━━━━━ Excerpt provided

The opposition to nuclear power among politicians started in the early 1970s when they stopped taking advice from the scientific establishment and instead began taking it from political activist groups belonging to what is generally referred to as "the environmental movement." These groups, principally led by Ralph Nader, used or desired little scientific information. They largely formulated their beliefs on the basis of political philosophy, and then found scientists wherever they could to support them, without regard to the consensus of opinions throughout the scientific community.

Somehow, their political philosophy told them that nuclear energy is bad and solar energy is good. They built a case to support that position as lawyers often build cases — the only object was to win. Facts and scientific information were introduced or ignored in accordance with how they affected their case. They weren't seeking the truth — they were sure they knew it. They were only seeking material to help them convince the public.

They sold their case to many liberals. "Solar is good, nuclear is bad" became an article of faith in the liberal establishment, and the public was soon convinced by the barrage of propaganda that followed. In this process, the scientific experts were essentially ignored. We scientists are inexperienced and inept at political gamesmanship. Still we have fought, and will continue to fight, to get our message to the public. It has been a long, uphill battle.

Our case is based on science, while the opposition is based on political philosophy. When a nation whose welfare is highly dependent on technology makes vital technological decisions on the basis of political philosophy rather than on the basis of science, it is in mortal danger.

Before closing this section on politics, I should mention that there are some people who foresee the day when all our electricity will be solar, but they envision a very different world than our present one. It is a world of low technology and a simpler life, a more desirable lifestyle, in their view. It will of necessity be a life of more unmechanized farming and manual labor, of fewer machines, comforts, and conveniences. They call it living in harmony with nature, but it might also be called sliding back toward the lifestyle of our primeval ancestors. In such a world, they contend that there would be no place for large nuclear or coal-fired power plants, and little place for other large industrial operations except, presumably, for manufacturing solar cells.

The validity of their views depends on social, political, demographic, and psychological considerations on which I have no claim to expertise. I only want it to be clearly understood that their ideas are driven by political considerations rather than by scientific, technical, or economic analyses. Their attempts at the latter have been shallow and heavily biased and have generally received rebuttal rather than acceptance by experts.


It would be nice to conclude this chapter with a statement that politics doesn't matter, that scientific and economic facts make it clear that nuclear and solar electricity are not in competition, and that they probably never will be. But as we found in Chapter 9, politics cannot be ignored in a democracy like ours. If the public believes strongly enough that solar is good and nuclear is bad, and that it is worth any price not to use nuclear power, we will not have nuclear power. Our country will suffer economically from competition with others that do use nuclear power, but that will only be part of the price we will pay. It is therefore extremely important that the public be properly educated before making such a decision.

━━━━━━━━━━

## Tasks for this exercise
a - In the nuclear power excerpt, who principally led the activist groups?
b - Repeat the nuclear power excerpt from "Somehow, their political" to "convince the public.".
The material has no connection to the nuclear power excerpt.

━━━━━ Stored data

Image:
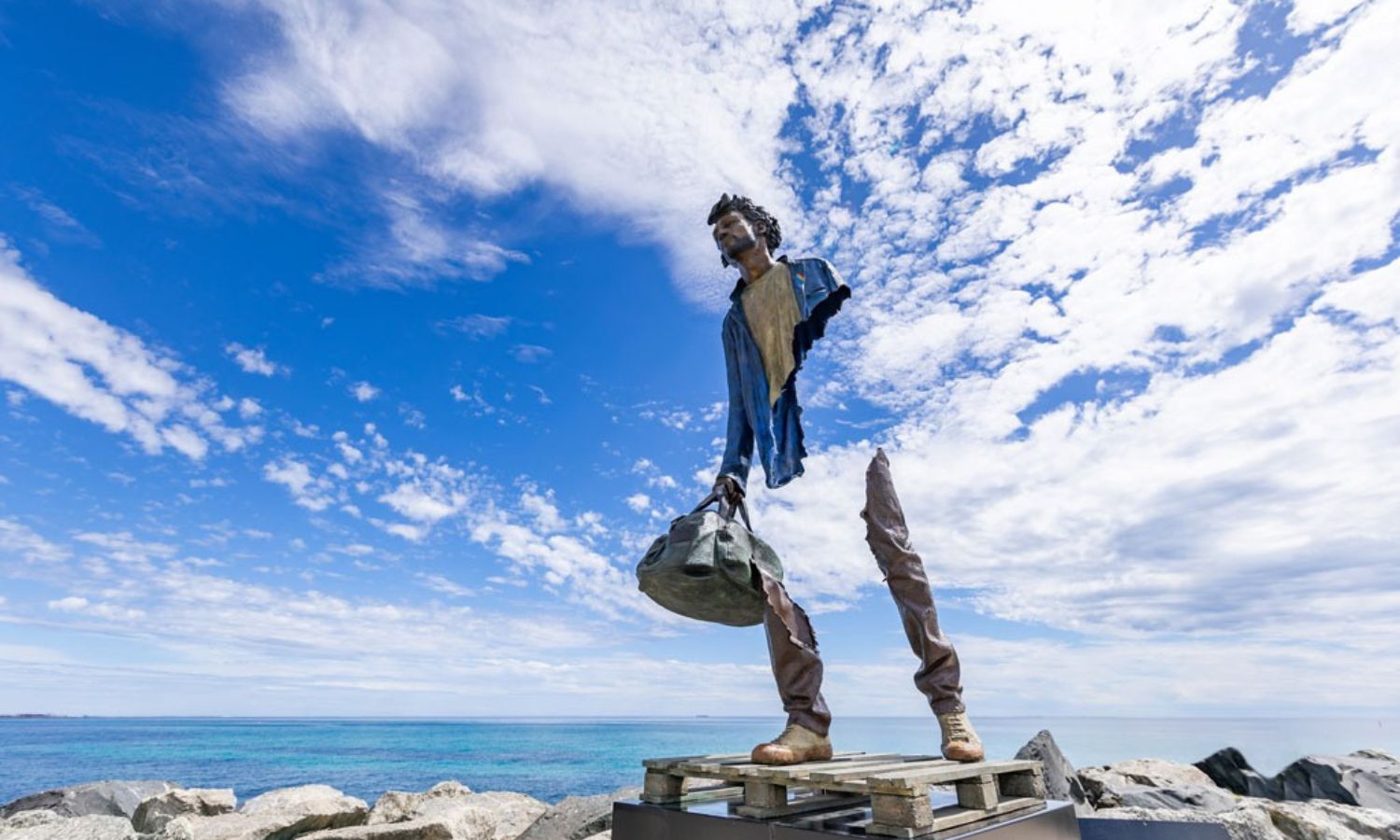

━━━━━━━━━━

## Replies
a - Ralph Nader

b -
Somehow, their political philosophy told them that nuclear energy is bad and solar energy is good. They built a case to support that position as lawyers often build cases — the only object was to win. Facts and scientific information were introduced or ignored in accordance with how they affected their case. They weren't seeking the truth — they were sure they knew it. They were only seeking material to help them convince the public.